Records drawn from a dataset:

-.-.-

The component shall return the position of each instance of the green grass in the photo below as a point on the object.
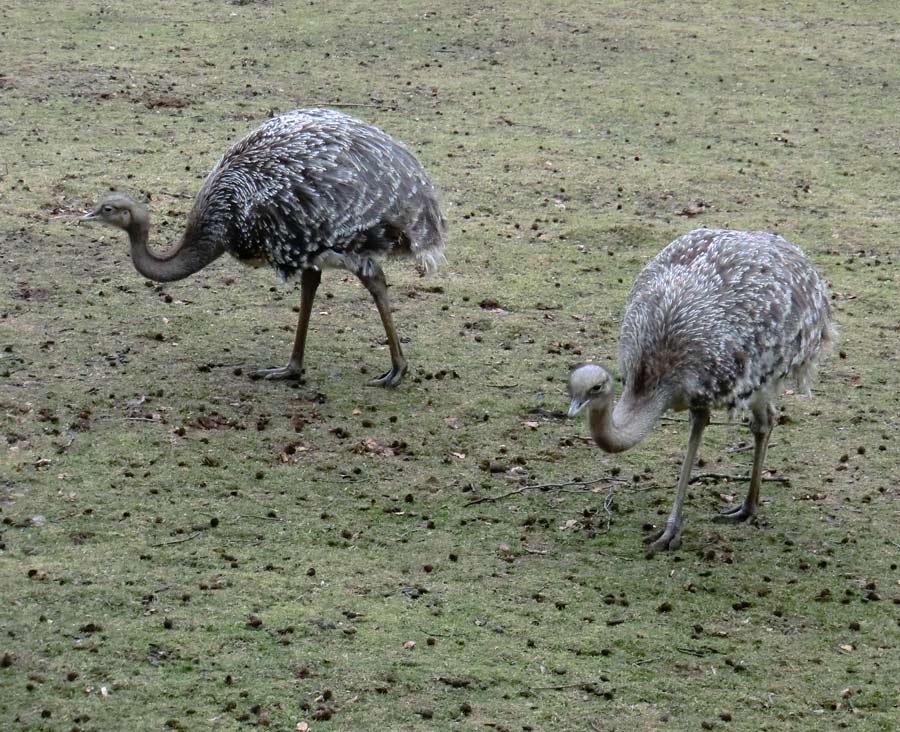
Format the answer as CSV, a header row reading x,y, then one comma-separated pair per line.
x,y
218,553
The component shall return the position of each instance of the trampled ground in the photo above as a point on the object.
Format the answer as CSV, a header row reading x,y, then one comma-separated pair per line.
x,y
183,548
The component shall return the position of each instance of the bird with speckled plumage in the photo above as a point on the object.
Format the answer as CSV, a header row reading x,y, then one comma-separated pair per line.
x,y
717,319
306,190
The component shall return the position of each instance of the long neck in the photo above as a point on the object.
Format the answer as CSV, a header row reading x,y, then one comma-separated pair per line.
x,y
188,256
618,428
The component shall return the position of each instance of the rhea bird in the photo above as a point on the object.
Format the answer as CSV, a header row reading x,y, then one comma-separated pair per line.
x,y
306,190
718,319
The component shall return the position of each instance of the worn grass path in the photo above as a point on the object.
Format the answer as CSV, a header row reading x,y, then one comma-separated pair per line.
x,y
182,548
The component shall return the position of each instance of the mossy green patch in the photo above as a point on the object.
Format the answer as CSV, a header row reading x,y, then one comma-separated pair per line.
x,y
183,548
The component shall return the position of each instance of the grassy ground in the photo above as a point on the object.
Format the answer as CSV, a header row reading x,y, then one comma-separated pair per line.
x,y
182,548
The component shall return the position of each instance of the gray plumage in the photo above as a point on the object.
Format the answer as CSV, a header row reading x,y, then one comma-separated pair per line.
x,y
718,319
316,187
306,190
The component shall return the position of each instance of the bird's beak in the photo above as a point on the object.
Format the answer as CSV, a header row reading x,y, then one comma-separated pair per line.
x,y
576,406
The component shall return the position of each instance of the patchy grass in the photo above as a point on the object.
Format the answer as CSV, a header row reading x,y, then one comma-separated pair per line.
x,y
183,548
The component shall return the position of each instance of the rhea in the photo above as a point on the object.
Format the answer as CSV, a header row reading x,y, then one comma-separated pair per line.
x,y
717,319
306,190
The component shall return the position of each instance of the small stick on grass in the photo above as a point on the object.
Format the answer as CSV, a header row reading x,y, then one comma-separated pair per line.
x,y
541,487
179,541
725,476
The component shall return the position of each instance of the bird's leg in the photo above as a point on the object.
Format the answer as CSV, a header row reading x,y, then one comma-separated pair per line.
x,y
669,537
373,279
761,423
309,283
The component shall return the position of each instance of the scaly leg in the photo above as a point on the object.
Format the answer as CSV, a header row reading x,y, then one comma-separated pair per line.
x,y
375,283
670,536
309,283
761,423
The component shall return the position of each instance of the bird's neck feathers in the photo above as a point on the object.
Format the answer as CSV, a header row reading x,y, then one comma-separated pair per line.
x,y
190,255
620,427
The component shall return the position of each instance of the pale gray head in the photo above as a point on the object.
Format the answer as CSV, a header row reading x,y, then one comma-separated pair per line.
x,y
587,383
117,210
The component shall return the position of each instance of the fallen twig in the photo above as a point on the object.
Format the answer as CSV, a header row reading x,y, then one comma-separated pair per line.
x,y
179,541
541,487
726,476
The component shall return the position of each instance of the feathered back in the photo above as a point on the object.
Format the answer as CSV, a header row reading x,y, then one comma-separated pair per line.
x,y
317,180
718,314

-.-.-

_Aim of the exercise_. Your copy must match the records above exactly, apart from the pictures, which are excluded.

_Answer section_.
The component shall return the position of each instance of the green grass in the photo below as a point on the object.
Format the answer as CSV, a header row reading x,y, then one comma-separated pair per line.
x,y
218,553
The component shall return the position of each instance of the trampled ground in the photo above as a point on the object.
Format the answer as CSV, a header row reading x,y, then one comma-separated pair per line.
x,y
183,548
The component shall return the position of each instance of the bird with speckled plumage in the photo above as a point on the object.
Format the answer as CSV, a header row reading x,y, then one comma-separated pair per line.
x,y
717,319
306,190
The component shall return the position of each instance of the long neck in the photo above as a point on the object.
Format the answer as CSV, a header row reading x,y, then one comma-separated pair per line.
x,y
188,256
618,428
The component shall return the position of each instance of the rhea bird in the photo above as a point on the object.
Format the answer as CSV, a header row reading x,y, then one comma-separated pair per line.
x,y
306,190
718,319
The component shall return the position of each instance of the worn grass path in the photo above as a point on the object.
Format the answer as CSV, a header row reading x,y, then one comma-separated pair per line.
x,y
182,548
The component shall return the position of each instance of the mossy green patch in the photo above as a point on the object.
Format the answer as CSV, a header row reading x,y, then one comma-separated pair per line.
x,y
183,548
The component shall return the position of each instance of the grassy ground in the photo above as a point on the object.
Format the answer as CSV, a header row reading x,y, then one comma-separated pair per line.
x,y
182,548
The component shall return the position of each instance of the gray plumage in the photo above as a point on the object.
Format the answer as CSV, a header row reading x,y, then one comma-separated pair per line.
x,y
718,319
316,187
306,190
The component shall return the position of each instance of the bird's beak in the photo above as a point on the object.
Format the answer as CSV, a header row reading x,y, then one comma-separated pair per line.
x,y
576,406
The component shall return the position of each instance of the patchy grass in the photo above as a point on the object.
Format the answer as CSV, a header row reading x,y, then one comma-separated pair per line.
x,y
183,548
The component shall return the position of each instance of the rhea in the photo above as a point on the object.
Format the answer as CSV, a header row reading x,y, then one comma-separated pair per line.
x,y
717,319
306,190
The component shall return the position of each instance of the small stick on grass in the photo above as a point on the object.
Format the answer as CSV, a header row reading x,y, then one comma-separated pair per line.
x,y
541,487
179,541
725,476
The component shall return the position of each instance of the bird's leg in the photo above as a point on the object.
Format the answer as CSV, a header row reading x,y, then one comma-separated pair per line.
x,y
669,537
373,279
761,423
309,283
The component shall return the position of each instance of the scaly leg in the photo above as a point on the object.
Format the answer as CSV, a header row reading x,y, then one comma-separated pair per line.
x,y
375,283
670,536
309,283
761,423
The component shall return the position of each instance of the bird's neck feathers in the photo above as a point on the object.
Format the answer as CSV, a header row reading x,y, then one comma-separated pair per line.
x,y
190,255
620,427
The component shall return the position of each instance of the pale gray head in the photo above as a point on the object.
Format the answer as CSV, a header row reading x,y, then one comma-separated pair per line.
x,y
587,383
117,210
The component shall return the position of each instance of the fallen twig in the photo above as a point on the object.
Format the answer as CSV, a header row reading x,y, then one comma-separated pair per line.
x,y
179,541
541,487
726,476
The component shall return the position of each instance of the feathered back in the photo above as a point on the object.
Format the answer as CSV, a header row reading x,y, then one comma-separated pair per line.
x,y
317,180
718,314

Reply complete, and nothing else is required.